** Task statement **
Could you set down every entry below exactly as it is?

** Information shown **
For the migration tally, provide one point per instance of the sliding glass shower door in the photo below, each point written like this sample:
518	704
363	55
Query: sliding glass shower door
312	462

** Exercise solution **
For the migration tally, provide one point per instance of the sliding glass shower door in the photo below, each point written like this sample:
518	704
363	55
Query: sliding glass shower door
312	462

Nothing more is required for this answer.